● **SELECTED EXCERPT**:
# accountants jobs



## Rajesh Sharma (Nov 8, 2015)

Hi 
I wish to know more about accountant jobs in Australia. At present i am working in Tanzania .

Regards
Rajesh Sharma


----------



## Mish (Jan 13, 2013)

Like what? It is a very broad statement. Firstly your accounting degree needs to be assessed to make sure it meets Australian standards.


----------



## CareersDownUnder (Mar 4, 2015)

There are reportedly 40,000 qualified Accountants in Australia who are not working in their field, so one wants to be sure you have done the research to know where you will get meaningful work?


----------



## Mish (Jan 13, 2013)

CareersDownUnder said:


> There are reportedly 40,000 qualified Accountants in Australia who are not working in their field, so one wants to be sure you have done the research to know where you will get meaningful work?


I am not surprised at all!! Especially since they need no work experience to qualify for PR and alot find it the easy way to get PR in Australia.


----------



## Gilbert James (Dec 23, 2015)

Rajesh Sharma said:


> Hi
> I wish to know more about accountant jobs in Australia. At present i am working in Tanzania .
> 
> Regards
> Rajesh Sharma


There are a lot of job openings for accountants in Australia. There are many accounting firms in Adeliade and other places and all you need to do is lookup their websites for job openings. However, what exactly are you looking for? Are you shifting to Australia? Do you have a visa/ PR etc? Give us more details!

● **RECORD EXCERPTS**:
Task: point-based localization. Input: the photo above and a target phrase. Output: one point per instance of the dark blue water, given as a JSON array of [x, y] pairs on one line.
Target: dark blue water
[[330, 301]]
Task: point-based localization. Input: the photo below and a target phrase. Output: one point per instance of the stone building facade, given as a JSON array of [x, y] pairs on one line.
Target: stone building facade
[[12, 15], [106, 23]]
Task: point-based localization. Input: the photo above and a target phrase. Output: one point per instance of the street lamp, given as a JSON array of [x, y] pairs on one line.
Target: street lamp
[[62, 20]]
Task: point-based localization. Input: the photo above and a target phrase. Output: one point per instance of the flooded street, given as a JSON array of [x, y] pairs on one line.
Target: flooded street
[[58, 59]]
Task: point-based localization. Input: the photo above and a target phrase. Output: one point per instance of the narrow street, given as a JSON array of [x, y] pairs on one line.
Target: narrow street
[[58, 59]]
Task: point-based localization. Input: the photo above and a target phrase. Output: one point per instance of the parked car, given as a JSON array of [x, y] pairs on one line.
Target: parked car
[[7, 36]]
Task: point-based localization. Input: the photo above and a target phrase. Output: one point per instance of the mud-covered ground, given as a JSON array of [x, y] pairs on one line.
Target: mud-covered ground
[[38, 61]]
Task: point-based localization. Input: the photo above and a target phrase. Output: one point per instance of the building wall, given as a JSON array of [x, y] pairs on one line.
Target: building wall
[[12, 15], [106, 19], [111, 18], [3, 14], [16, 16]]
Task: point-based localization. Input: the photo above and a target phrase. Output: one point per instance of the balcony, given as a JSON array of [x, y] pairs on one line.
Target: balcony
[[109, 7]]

● **CHALLENGES**:
a) In the thread on accountant jobs in Australia, why isn't Mish surprised that 40,000 qualified accountants there aren't working in their field?
b) Pick up the forum thread on accountant jobs in Australia after its last post and carry it forward.

● **EXPECTED RESPONSES**:
a) Mish says accountants need no work experience to qualify for PR, and many use it as the easy way to get PR in Australia.

b)
----------



## Verystormy (Sep 14, 2015)

Gilbert James said:


> There are a lot of job openings for accountants in Australia. There are many accounting firms in Adeliade and other places and all you need to do is lookup their websites for job openings. However, what exactly are you looking for? Are you shifting to Australia? Do you have a visa/ PR etc? Give us more details!


This is incorrect. Australia has had an oversupply of accountants for several years and there are a significant number of unemployed accountants. For this reason the occupation is flagged for potential removal from the SOL this year.


----------



## vega (Feb 15, 2016)

As there are many mixed opinions on accounting jobs...does anybody have an idea about jobs for fully qualified Chartered Accountant member of ACCA...since it is categorized under Accountant (General) under SOL list, its tough on complete Chartered Accountants to know the exact job scenario....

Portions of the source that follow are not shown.